*PASSAGE SHOWN*:
————

AHS Teacher of the Year: Janet Pennington

AHS Teacher of the Year: Janet Pennington
Posted on 01/29/2019
In her application for Tennessee Teacher of the Year, Arlington High School science teacher Janet Pennington made no mention of her life before teaching. But keep reading, it’s impressive.

Teaching is actually Pennington’s fifth career. She started off as a genetics technician at the University of Tennessee analyzing chromosomes in pregnant women. This research helped her team detect and understand chromosomal defects.

Pennington’s next job took her to St. Jude for pharmacology research. There, her mission was to find which drugs targeted particular cancers best. “Of all things, I eventually ended up at Texas Tech doing onion research,” she laughed. That research, albeit smelly, was a noble cause that tried finding onion crossbreeds that were both drought and insect resistant.

After Texas Tech, Pennington began what some might consider one of the most challenging jobs: being a stay at home mom. And she really went all in, serving as PTA President at multiple schools and the legislative chair on the state PTA board.

————

*PROVIDED RECORDS*:
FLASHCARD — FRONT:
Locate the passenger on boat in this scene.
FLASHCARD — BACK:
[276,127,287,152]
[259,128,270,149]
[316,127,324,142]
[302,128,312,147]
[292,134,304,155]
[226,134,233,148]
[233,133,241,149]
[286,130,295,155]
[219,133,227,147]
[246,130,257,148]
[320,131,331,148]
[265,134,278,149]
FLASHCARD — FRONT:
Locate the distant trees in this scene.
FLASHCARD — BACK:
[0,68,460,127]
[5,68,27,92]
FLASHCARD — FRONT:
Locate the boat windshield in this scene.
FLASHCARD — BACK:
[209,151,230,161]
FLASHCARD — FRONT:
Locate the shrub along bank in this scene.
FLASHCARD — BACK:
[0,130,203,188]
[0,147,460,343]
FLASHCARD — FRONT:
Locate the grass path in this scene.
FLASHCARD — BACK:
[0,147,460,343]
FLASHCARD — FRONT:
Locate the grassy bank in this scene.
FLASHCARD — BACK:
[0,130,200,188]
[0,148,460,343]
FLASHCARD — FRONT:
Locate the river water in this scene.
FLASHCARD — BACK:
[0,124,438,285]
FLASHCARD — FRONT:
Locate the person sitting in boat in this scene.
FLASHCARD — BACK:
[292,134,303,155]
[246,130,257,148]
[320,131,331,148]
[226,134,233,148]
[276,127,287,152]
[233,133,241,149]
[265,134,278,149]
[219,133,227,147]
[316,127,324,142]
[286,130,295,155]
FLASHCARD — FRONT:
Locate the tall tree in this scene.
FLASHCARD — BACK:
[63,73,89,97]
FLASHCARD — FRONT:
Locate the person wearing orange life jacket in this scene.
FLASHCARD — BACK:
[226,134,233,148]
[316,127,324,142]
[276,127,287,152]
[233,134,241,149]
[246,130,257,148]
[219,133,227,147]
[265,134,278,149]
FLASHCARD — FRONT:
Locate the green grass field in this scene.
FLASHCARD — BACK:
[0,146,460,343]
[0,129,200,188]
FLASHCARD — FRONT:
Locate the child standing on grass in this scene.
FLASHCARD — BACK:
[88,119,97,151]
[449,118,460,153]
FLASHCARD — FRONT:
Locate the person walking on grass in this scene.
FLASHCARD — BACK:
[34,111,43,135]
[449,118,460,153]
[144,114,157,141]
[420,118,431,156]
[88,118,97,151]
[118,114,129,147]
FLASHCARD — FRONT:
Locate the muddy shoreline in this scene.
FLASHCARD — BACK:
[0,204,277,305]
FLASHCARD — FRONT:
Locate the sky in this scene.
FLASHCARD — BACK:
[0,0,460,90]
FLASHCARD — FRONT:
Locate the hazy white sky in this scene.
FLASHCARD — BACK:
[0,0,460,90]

————

*EXERCISE BRIEF*:
Transcribe the portion of the article on Janet Pennington that starts with "Pennington’s next job" and continues through "state PTA board.".

*TASK RESULT*:
Pennington’s next job took her to St. Jude for pharmacology research. There, her mission was to find which drugs targeted particular cancers best. “Of all things, I eventually ended up at Texas Tech doing onion research,” she laughed. That research, albeit smelly, was a noble cause that tried finding onion crossbreeds that were both drought and insect resistant.

After Texas Tech, Pennington began what some might consider one of the most challenging jobs: being a stay at home mom. And she really went all in, serving as PTA President at multiple schools and the legislative chair on the state PTA board.